Le nuvole del soffitto - C'è vita dopo la morte, ma non ne vale la pena
Un uomo va dal medico e scopre di essere morto. Già da un po' di tempo. Non è l'inizio di una barzelletta ma del fumetto d'esordio di Roberto Biadi
Come ogni essere umano cerco di occupare come posso il tempo in cui sono sveglio, aspettando il momento in cui finalmente potrò smettere di preoccuparmene.In fondo ho sempre aspettato la morte, per tutta la vita... E questa arriva senza che manco uno possa accorgersene. BEH GRAZIE MILLE!!!
Un uomo che ha le sembianze di un ratto, a un certo punto, scopre di essere morto. Questa cosa è successa già da un po' di tempo, soltanto che lui non era riuscito a rendersene conto. Glielo rivela un medico. La vita, invece, va avanti come sempre e, come sempre, non è che una sfilata di situazioni scialbe, insoddisfacenti, a volte persino deprimenti.
L'uomo con la testa da ratto ha una ex compagna che non incontriamo mai ma che non perde occasione di ricordargli, a ogni telefonata, quanto lui non sia altro che un povero coglione, ha un lavoro che lo fa sentire frustrato e sfruttato, beve troppi caffè e troppo alcool, ama i piccioni - che non sembra ricambino - e soprattutto ama sua figlia Nina, l'unica cosa bella della sua vita, anzi, della sua non-vita, ormai.

**Consegna:** Puoi trascrivere dal testo sul fumetto Le nuvole del soffitto tutto ciò che va da "Le nuvole del" giù fino a "BEH GRAZIE MILLE!!!"?

**Record memorizzati:**
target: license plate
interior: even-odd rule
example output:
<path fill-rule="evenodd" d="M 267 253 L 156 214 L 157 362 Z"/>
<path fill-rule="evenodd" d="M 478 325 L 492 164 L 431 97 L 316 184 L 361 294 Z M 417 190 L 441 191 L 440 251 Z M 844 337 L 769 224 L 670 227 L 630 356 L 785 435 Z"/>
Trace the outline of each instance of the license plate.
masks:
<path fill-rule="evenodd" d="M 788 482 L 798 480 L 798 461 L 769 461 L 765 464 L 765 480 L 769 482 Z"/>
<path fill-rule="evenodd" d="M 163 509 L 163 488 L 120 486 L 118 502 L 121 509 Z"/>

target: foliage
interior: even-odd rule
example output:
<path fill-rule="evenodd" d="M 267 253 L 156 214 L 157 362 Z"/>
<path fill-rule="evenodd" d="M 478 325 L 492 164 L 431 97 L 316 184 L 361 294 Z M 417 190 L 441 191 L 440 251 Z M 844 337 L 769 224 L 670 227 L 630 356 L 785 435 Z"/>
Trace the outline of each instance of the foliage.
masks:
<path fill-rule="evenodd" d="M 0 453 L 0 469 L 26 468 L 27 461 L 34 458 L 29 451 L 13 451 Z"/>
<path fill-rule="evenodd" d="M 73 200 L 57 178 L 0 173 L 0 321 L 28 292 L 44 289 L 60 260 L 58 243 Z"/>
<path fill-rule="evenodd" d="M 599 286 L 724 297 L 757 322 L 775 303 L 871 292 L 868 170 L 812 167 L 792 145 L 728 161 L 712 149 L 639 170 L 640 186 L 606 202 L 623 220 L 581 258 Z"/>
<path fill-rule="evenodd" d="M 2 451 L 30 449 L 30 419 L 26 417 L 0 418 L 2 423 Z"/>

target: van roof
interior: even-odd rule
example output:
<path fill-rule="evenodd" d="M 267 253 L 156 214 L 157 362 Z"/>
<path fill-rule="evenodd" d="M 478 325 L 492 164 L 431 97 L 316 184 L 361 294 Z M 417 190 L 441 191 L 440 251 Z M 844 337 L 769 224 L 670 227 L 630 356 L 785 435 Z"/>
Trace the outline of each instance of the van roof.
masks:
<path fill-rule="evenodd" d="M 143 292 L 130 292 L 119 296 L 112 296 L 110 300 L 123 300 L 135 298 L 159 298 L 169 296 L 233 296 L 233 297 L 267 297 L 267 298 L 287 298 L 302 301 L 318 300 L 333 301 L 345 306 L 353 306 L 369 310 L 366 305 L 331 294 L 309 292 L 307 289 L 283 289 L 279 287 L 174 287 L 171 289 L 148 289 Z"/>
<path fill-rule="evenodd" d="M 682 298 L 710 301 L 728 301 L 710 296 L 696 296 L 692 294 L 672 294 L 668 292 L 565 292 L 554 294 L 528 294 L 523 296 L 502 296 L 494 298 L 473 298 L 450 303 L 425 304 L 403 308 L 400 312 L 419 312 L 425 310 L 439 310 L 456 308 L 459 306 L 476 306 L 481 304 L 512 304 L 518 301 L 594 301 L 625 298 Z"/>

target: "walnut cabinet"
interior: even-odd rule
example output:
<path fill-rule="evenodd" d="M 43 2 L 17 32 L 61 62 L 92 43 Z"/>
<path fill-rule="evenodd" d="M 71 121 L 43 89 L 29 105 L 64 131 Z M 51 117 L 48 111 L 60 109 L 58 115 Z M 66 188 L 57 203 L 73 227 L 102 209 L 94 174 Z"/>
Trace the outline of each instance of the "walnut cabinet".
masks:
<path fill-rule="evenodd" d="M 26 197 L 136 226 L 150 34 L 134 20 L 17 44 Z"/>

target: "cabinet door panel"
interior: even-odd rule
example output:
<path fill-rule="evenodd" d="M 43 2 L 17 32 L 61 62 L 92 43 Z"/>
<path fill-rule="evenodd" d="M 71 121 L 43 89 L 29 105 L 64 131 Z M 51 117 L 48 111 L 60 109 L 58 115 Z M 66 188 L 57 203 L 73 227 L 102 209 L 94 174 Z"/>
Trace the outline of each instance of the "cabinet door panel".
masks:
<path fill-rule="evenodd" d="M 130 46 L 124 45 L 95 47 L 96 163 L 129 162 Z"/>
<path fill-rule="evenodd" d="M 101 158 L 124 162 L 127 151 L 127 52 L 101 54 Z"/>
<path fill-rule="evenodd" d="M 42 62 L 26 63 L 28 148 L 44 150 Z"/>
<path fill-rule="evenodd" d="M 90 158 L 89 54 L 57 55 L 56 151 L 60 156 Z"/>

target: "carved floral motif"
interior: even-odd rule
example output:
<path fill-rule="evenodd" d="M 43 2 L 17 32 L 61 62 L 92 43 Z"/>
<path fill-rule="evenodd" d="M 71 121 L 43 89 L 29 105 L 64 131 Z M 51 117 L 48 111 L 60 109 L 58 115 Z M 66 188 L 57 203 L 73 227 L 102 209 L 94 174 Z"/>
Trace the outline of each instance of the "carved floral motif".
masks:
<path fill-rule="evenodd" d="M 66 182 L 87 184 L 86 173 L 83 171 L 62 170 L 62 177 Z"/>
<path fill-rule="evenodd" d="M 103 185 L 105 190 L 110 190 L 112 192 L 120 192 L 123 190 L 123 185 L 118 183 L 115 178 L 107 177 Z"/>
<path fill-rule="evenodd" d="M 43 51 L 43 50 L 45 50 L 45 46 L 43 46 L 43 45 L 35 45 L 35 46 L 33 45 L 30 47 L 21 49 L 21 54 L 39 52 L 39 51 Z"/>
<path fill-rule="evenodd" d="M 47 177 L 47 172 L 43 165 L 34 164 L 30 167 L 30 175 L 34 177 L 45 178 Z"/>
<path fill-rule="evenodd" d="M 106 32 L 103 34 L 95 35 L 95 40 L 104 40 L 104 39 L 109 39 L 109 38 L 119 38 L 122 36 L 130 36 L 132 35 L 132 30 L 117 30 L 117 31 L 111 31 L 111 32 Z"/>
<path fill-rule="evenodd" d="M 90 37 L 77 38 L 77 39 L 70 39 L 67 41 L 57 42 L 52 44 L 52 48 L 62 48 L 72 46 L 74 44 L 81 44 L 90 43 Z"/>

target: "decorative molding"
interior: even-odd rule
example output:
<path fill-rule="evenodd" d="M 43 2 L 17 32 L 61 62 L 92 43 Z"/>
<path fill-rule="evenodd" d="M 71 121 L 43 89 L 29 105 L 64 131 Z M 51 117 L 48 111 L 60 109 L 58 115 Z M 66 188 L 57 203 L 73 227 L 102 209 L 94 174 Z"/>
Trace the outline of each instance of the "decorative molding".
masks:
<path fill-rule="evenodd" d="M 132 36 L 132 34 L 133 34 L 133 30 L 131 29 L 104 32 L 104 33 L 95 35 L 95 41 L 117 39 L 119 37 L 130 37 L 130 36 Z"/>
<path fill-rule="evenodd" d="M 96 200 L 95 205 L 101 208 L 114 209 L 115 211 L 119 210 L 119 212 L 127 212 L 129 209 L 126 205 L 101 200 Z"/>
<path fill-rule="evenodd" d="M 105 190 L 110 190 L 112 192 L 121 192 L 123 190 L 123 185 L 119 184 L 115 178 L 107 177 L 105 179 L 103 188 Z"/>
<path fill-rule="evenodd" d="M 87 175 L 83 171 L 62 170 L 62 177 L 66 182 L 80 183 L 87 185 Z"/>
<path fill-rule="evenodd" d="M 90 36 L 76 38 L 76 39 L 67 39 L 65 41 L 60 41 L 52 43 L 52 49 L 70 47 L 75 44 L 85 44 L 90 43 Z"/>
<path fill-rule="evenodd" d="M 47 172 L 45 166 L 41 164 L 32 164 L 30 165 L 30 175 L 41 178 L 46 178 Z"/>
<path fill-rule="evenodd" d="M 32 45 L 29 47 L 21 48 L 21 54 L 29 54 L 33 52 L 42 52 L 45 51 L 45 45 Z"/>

**Risultato qui sotto:**
Le nuvole del soffitto - C'è vita dopo la morte, ma non ne vale la pena
Un uomo va dal medico e scopre di essere morto. Già da un po' di tempo. Non è l'inizio di una barzelletta ma del fumetto d'esordio di Roberto Biadi
Come ogni essere umano cerco di occupare come posso il tempo in cui sono sveglio, aspettando il momento in cui finalmente potrò smettere di preoccuparmene.In fondo ho sempre aspettato la morte, per tutta la vita... E questa arriva senza che manco uno possa accorgersene. BEH GRAZIE MILLE!!!